TO DO → Below are the entries; output exactly the lines from the one containing "of the highlight" through the final line, inclusive.

(begin)

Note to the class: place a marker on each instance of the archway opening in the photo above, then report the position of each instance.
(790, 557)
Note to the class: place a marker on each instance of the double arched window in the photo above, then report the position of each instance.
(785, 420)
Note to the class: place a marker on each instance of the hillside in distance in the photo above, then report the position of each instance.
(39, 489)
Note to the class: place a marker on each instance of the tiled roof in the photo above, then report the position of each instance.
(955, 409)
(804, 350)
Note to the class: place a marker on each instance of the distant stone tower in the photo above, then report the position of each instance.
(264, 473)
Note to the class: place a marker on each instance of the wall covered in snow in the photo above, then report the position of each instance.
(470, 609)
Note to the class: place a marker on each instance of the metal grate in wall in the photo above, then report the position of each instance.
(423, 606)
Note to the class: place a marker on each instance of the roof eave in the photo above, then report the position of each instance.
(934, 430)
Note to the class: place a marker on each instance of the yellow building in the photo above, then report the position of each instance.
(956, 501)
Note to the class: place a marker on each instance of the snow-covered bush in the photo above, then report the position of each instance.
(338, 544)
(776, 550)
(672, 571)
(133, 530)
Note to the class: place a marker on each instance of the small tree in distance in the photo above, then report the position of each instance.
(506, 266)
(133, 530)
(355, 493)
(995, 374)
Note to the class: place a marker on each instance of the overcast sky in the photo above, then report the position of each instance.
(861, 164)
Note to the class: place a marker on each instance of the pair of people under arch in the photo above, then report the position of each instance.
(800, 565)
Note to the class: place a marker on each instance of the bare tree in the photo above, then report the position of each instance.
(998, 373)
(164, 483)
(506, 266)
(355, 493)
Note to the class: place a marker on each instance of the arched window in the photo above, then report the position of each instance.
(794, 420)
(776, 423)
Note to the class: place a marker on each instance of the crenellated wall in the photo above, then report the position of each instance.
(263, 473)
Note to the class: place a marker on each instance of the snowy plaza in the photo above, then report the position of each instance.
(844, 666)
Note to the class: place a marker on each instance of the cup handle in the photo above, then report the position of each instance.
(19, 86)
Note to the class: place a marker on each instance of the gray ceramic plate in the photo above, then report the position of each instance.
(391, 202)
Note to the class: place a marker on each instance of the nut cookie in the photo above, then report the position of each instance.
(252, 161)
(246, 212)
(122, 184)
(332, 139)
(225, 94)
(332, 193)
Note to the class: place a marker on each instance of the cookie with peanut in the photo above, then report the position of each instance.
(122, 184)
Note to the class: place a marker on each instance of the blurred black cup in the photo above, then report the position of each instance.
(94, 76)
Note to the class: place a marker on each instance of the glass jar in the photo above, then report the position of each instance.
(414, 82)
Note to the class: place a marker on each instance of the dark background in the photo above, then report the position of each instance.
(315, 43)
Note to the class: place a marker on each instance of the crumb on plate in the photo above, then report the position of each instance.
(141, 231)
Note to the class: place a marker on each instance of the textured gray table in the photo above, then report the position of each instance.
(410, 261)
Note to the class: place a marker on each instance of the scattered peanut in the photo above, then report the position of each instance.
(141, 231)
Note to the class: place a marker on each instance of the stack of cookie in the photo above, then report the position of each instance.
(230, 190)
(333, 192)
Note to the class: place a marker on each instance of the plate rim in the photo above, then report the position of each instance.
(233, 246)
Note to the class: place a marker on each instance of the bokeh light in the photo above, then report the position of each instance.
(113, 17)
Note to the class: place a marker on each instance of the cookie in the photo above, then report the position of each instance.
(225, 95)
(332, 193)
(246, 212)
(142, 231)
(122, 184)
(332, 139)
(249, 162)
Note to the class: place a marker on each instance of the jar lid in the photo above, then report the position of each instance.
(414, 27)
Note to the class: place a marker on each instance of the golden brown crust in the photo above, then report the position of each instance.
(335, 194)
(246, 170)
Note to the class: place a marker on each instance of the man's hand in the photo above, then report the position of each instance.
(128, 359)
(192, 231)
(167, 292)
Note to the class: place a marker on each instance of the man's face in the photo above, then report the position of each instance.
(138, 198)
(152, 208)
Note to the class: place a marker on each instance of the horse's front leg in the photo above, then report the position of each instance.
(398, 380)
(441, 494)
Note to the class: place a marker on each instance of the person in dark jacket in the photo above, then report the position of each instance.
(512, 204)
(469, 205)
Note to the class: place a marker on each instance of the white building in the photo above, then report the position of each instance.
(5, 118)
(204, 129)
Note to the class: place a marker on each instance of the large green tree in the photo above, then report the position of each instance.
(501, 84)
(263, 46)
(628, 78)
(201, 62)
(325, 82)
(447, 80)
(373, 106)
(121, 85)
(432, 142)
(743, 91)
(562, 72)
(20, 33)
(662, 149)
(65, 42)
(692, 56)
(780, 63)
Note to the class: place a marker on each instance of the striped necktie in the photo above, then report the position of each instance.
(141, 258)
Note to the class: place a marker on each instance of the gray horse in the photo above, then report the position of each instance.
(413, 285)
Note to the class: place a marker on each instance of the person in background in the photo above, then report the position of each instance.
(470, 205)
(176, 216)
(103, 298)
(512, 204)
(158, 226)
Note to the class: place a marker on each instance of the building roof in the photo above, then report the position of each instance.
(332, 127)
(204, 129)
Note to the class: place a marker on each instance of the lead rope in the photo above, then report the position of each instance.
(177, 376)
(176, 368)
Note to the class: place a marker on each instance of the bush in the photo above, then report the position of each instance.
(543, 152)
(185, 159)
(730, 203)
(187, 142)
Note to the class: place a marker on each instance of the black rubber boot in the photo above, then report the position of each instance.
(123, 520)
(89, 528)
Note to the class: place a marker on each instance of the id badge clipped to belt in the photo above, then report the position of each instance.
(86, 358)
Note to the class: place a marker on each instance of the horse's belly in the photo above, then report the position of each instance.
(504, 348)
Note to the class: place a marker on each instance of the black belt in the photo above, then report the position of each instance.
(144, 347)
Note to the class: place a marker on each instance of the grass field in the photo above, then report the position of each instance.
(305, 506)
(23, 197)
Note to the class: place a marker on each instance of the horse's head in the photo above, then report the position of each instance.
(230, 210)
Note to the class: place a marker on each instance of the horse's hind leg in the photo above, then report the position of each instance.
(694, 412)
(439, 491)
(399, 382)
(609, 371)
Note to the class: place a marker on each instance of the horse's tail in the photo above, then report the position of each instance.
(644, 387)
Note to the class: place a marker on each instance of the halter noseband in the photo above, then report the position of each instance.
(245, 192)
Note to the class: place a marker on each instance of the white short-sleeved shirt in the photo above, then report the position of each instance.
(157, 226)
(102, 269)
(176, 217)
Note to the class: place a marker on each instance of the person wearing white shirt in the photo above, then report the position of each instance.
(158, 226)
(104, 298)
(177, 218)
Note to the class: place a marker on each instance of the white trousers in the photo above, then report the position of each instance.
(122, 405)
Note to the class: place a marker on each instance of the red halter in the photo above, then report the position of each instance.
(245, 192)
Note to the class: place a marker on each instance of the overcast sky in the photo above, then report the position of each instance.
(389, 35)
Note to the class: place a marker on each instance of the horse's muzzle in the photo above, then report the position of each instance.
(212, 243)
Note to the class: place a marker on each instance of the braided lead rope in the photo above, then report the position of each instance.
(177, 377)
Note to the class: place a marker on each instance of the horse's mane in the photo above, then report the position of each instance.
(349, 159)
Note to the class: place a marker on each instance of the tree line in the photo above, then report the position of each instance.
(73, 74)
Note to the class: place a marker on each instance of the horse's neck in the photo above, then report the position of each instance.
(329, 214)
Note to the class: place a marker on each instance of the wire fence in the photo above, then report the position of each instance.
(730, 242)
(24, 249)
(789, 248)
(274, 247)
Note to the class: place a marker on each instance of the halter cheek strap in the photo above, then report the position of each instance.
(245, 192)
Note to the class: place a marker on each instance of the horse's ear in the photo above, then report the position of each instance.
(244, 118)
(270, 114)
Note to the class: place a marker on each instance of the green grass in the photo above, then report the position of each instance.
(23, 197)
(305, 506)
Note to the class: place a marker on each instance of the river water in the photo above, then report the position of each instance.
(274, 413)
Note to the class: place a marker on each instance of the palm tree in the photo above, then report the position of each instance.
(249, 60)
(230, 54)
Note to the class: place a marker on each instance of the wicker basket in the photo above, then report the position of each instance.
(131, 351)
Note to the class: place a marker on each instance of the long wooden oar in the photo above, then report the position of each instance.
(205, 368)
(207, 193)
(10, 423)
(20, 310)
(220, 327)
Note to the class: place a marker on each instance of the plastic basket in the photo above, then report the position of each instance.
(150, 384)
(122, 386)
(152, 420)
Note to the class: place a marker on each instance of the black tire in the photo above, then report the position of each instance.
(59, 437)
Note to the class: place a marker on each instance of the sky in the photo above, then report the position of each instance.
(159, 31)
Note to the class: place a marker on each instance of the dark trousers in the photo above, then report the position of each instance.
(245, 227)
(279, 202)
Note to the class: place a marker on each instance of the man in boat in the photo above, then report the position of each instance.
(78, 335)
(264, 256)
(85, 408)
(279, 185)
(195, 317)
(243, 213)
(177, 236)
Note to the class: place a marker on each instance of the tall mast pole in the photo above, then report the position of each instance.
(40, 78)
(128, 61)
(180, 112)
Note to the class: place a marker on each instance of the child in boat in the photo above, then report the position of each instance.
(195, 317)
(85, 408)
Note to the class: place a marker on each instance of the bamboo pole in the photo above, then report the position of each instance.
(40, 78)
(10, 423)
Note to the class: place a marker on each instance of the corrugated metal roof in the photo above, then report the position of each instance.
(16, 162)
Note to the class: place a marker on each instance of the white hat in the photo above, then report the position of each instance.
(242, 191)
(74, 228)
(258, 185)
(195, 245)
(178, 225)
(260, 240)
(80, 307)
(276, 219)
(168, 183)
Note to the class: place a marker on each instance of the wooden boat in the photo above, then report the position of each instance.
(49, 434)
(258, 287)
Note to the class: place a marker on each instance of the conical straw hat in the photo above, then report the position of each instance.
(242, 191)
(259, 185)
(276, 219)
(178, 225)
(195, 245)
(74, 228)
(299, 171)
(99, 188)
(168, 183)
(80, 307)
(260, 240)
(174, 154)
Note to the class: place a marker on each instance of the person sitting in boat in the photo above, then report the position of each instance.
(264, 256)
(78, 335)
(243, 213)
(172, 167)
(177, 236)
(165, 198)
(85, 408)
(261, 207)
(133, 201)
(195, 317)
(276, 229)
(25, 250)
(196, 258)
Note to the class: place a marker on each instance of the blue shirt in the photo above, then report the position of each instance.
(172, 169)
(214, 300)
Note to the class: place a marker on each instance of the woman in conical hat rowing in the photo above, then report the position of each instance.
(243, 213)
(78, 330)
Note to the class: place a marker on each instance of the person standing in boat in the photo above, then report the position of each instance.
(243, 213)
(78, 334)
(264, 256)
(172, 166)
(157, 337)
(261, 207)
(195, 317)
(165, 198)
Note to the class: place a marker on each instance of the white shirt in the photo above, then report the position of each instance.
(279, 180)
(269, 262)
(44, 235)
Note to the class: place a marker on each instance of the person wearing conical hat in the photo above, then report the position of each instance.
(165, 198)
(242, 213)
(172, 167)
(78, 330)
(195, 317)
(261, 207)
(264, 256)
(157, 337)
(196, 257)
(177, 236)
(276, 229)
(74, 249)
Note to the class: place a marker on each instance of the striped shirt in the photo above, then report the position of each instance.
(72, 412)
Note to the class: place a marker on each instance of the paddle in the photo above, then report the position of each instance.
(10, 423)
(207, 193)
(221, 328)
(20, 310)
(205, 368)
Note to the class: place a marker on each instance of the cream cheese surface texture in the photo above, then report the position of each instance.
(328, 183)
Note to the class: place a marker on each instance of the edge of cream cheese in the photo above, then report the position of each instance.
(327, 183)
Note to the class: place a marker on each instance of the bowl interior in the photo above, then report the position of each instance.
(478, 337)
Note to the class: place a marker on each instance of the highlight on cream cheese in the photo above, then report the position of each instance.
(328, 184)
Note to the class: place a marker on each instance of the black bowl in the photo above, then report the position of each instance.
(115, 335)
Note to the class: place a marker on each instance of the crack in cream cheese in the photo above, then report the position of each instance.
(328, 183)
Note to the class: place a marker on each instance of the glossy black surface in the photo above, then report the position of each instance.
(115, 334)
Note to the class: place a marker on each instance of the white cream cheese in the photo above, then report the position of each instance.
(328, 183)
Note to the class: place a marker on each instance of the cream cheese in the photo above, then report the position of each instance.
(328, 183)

(end)

EXERCISE RESPONSE →
Note to the class: place a marker on each instance of the highlight on cream cheese in the photo above, then report the position of each instance.
(328, 184)
Note to the class: place a marker on each instance of the black bowl in the photo above, then report the position of each instance.
(115, 335)
Note to the class: place a marker on each instance of the crack in cream cheese in the photo above, then report the position of each instance.
(328, 183)
Note to the class: place a marker on each instance of the glossy black surface in the photo above, then report the position of each instance.
(115, 334)
Note to the class: place a marker on each instance of the white cream cheese in the photo above, then report the position of each instance.
(328, 183)
Note to the class: place a marker on each instance of the cream cheese in the photo above, then report the position of each instance.
(328, 183)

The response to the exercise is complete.